EXTRAIT DU TEXTE =>

##########

Il n'y a pas de hasard, il n'y a que des rendez-vous

Je pourrais juste écrire "Lisez-moi immédiatement ce trop méconnu chef-d'oeuvre ."


Mais je suis trop bavarde, trop expansive, j'ai trop besoin de laisser éclater mon lyrisme pour m'en tenir à une injonction succincte.


Qu'a donc ce roman épistolaire japonais, Le Brocart, publié en 1982, de si exceptionnel ?


Il présente, comme tous les très grands livres, un somptueux mariage entre le fond et la forme. La traduction de Maria Grey restitue très bien le souffle poétique de la (si complexe) langue japonaise et nous embarque rêveusement dans ce récit à deux voix qui m'a laissée sans - voix, justement.


Aki et Arima ont été mariés. Un événement aussi mystérieux que tragique - que nous découvrons avec stupéfaction dès les premières pages - les a conduits au divorce et leurs routes se sont séparées. Dix ans plus tard, ils se recroisent par hasard. Lui est seul, elle est accompagnée de son fils handicapé. Sur le moment, ils n'échangent pas un mot mais, suite à cette rencontre inattendue, la jeune femme va commencer à lui envoyer des lettres afin de faire la lumière sur les circonstances de leur séparation.


Le livre se compose donc de leurs échanges de missives, une forme de communication délicatement surannée qui trace les confessions dans une certaine lenteur et prend le temps de déployer ses messages. Le roman épistolaire n'exclut toutefois pas une certaine tension romanesque : la maîtrise de la forme est ici une réussite totale qui jamais n'occasionne d'ennui.


Le fond, ensuite. Je ne sais pas trop par quoi commencer car il est si riche et profond qu'on pourrait écrire une véritable dissertation dessus. Je dirais seulement qu'il est question de passé, bien sûr, de lever le voile sur des motivations, des choix, des personnalités - les anciens amants se dénudant véritablement par écrit - confessions qui occasionnent une passionnante réflexion sur la philosophie et la spiritualité extrême-orientale. Le karma est au cœur des échanges des personnages qui, d'une discussion intime en viennent à des pensées universelles, et se penchent sur ce principe qui veut qu'un acte négatif ait forcément des répercussions sur les événements à suivre. Aki raconte que le karma et la réincarnation lui ont été expliqués par sa grand-mère en ces termes :



Elle ajoutait qu'à n'en pas douter, de tous ces grands personnages qui, depuis l'endroit sûr et éloigné des champs de bataille où ils se trouvaient, avaient expédié à la guerre tous ces gens, pas un ne pourrait renaître sous la forme d'un être humain dans sa prochaine existence. Que ce soit les grands personnages des pays vaincus ou vainqueurs, ce serait la même chose pour tous. Assurément, tous naîtraient serpents, vers de terre ou mille-pattes. Et même si par hasard ils naissaient hommes, ils auraient certainement à subir une peine équivalente et ne pourraient être que des hommes malheureux et à la vie brève, parce qu'ils avaient commis ce crime d'envoyer des gens à la mort.

##########

CONSIGNE 1 =>
Réécrivez la partie du listing qui commence à la ligne contenant « Find every occurrence of tree » et se termine à la fin du listing, en remplaçant « Output » par « Result » sans rien modifier d'autre.
CONSIGNE 2 =>
Poursuivez la critique du roman Le Brocart à la suite de sa dernière phrase.

DONNÉES AFFICHÉES =>

##########

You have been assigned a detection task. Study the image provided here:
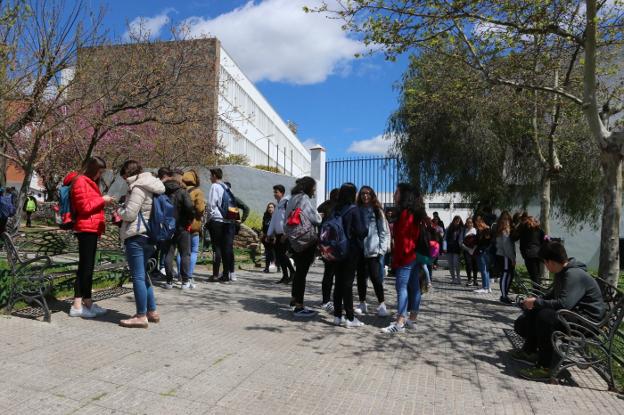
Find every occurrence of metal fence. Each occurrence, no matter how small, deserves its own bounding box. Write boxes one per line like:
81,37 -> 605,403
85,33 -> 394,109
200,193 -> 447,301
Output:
325,157 -> 403,206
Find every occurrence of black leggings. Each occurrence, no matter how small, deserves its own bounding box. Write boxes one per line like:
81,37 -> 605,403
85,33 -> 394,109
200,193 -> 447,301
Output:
321,261 -> 336,304
74,232 -> 98,300
496,255 -> 515,298
208,221 -> 235,278
292,245 -> 316,305
357,256 -> 384,304
334,258 -> 358,321
524,258 -> 542,288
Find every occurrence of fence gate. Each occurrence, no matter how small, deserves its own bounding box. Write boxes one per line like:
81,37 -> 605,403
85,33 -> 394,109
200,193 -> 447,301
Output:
325,157 -> 403,206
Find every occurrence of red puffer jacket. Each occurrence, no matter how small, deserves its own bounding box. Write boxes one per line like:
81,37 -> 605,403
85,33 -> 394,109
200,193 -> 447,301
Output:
63,172 -> 106,235
392,210 -> 420,269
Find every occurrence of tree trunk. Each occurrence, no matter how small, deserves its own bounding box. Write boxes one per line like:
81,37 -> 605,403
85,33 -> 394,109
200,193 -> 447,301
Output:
540,169 -> 552,235
598,150 -> 622,285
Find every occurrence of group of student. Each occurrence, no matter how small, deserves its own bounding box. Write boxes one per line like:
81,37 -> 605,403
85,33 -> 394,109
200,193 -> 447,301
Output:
63,157 -> 248,328
262,177 -> 433,333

##########

RÉPONSE 1 =>
Find every occurrence of tree trunk. Each occurrence, no matter how small, deserves its own bounding box. Write boxes one per line like:
81,37 -> 605,403
85,33 -> 394,109
200,193 -> 447,301
Result:
540,169 -> 552,235
598,150 -> 622,285
Find every occurrence of group of student. Each occurrence, no matter how small, deserves its own bounding box. Write boxes one per line like:
81,37 -> 605,403
85,33 -> 394,109
200,193 -> 447,301
Result:
63,157 -> 248,328
262,177 -> 433,333

RÉPONSE 2 =>
A la lumière de cette théorie, il est alors possible de saisir que tous nos actes conditionnent l'avenir. Elle permet aux personnages de mieux comprendre les chemins qui les ont conduits là où ils sont actuellement. Aki, la jeune femme s'est mariée par dépit à un austère universitaire dont elle a eu un fils handicapé; Arima est un homme torturé, dépressif, qui s'est lui aussi lié sans grande passion à Reiko, une femme dynamique et volontaire, qui finira par tirer le meilleur de lui.


Au fil de ces lettres, toutes poignantes, empreintes de la poésie si subtile et bucolique de l'esthétique japonaise, nous assistons à des changements de ton qui sont autant d'indicateurs d'une évolution intérieure des scripteurs. Nous voyons les personnages grandir, comprendre, mûrir, faire le deuil, rendre les armes, baisser leur garde pour finalement s'estimer satisfaits de leur sort, malgré les aléas et les heurts de l'existence. Le récit ne manque toutefois pas de mélancolie car décidément, il n'est pas simple de vivre naturellement serein, de faire face à ses manquements, ses faiblesses sans se décourager.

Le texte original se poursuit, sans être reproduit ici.